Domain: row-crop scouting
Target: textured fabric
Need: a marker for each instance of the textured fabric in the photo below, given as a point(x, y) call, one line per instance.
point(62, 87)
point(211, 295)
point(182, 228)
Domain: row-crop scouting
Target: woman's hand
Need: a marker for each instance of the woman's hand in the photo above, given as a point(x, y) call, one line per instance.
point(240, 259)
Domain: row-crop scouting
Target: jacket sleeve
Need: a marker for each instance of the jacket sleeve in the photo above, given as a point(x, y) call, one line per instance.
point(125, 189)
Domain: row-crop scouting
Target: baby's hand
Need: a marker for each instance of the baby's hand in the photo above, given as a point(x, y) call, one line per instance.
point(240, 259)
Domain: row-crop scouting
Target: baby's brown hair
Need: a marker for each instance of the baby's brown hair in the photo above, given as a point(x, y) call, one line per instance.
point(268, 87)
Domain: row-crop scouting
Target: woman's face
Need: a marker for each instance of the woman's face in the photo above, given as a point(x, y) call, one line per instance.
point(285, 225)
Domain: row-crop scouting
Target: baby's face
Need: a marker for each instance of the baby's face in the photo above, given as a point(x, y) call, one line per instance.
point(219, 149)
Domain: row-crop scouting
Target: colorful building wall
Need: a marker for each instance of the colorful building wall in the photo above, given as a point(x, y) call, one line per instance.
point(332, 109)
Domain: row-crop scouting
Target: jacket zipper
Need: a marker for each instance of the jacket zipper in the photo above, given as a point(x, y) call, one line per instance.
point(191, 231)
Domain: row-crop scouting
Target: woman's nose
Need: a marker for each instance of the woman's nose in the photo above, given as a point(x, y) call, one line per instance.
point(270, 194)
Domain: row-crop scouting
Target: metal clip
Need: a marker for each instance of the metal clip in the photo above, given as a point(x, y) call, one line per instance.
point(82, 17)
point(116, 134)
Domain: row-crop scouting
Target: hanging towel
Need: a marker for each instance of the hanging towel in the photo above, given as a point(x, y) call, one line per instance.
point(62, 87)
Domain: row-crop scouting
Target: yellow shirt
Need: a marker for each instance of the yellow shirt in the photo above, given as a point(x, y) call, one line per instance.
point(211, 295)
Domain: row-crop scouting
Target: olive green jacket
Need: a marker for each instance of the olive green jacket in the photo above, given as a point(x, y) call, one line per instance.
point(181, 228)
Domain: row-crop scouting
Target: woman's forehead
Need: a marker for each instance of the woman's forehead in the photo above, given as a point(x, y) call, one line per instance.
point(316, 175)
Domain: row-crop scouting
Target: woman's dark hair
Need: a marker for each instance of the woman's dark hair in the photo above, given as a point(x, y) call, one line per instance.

======

*HOW TO COMPLETE THIS TASK*
Every line of the listing is to be returned exactly as given.

*EXERCISE OUTPUT*
Domain: row-crop scouting
Target: textured fabric
Need: a marker for each instance of the textured fabric in the photo below, given as a point(x, y) call, one line per instance.
point(62, 87)
point(211, 295)
point(182, 228)
Domain: row-crop scouting
Target: woman's hand
Need: a marker for each instance of the woman's hand in the photo above, given as a point(x, y) call, one line per instance.
point(240, 259)
Domain: row-crop scouting
Target: jacket sleeve
Need: a marker for each instance of the jacket sleeve in the photo above, given as a point(x, y) call, one line per instance.
point(125, 189)
Domain: row-crop scouting
Target: baby's hand
Need: a marker for each instance of the baby's hand in the photo above, given as a point(x, y) call, one line per instance.
point(240, 259)
Domain: row-crop scouting
Target: baby's brown hair
Need: a marker for each instance of the baby's brown hair in the photo above, given as a point(x, y) call, one line per instance.
point(268, 87)
Domain: row-crop scouting
Target: woman's face
Need: a marker for each instance of the woman's face in the photo above, given as a point(x, y) call, one line per instance.
point(285, 225)
Domain: row-crop scouting
Target: baby's face
Need: a marker for each instance of the baby's face in the photo above, given as a point(x, y) call, one line per instance.
point(219, 149)
Domain: row-crop scouting
Target: colorful building wall
Need: a marker for each instance of the colorful building wall in the photo above, given as a point(x, y) call, one line per instance.
point(332, 109)
Domain: row-crop scouting
Target: jacket zipper
Need: a marker for each instance of the jacket zipper in the photo above, given as a point(x, y) call, one line per instance.
point(191, 231)
Domain: row-crop scouting
Target: woman's nose
Need: a marker for each instance of the woman's nose in the photo above, given as a point(x, y) call, one line per instance.
point(270, 194)
Domain: row-crop scouting
Target: metal clip
Need: a marker for each instance of the metal clip in the photo above, given as a point(x, y) call, one line per instance.
point(82, 17)
point(116, 134)
Domain: row-crop scouting
Target: hanging towel
Need: a marker for each instance of the hanging towel in the photo above, given as a point(x, y) call, one line per instance.
point(62, 87)
Domain: row-crop scouting
Target: yellow shirt
Need: a marker for each instance of the yellow shirt in the photo above, given as a point(x, y) call, one line per instance.
point(211, 295)
Domain: row-crop scouting
Target: olive green jacket
Need: a marker for each instance of the olive green jacket in the photo above, given as a point(x, y) call, one line per instance.
point(181, 228)
Domain: row-crop scouting
Target: woman's forehead
Need: a marker for each instance of the woman's forehead in the photo above, given as a point(x, y) call, one line per instance.
point(316, 175)
Domain: row-crop scouting
Target: woman's dark hair
Need: a marker for each instance of the woman's dark hair in the photo above, given as a point(x, y) call, one line per instance.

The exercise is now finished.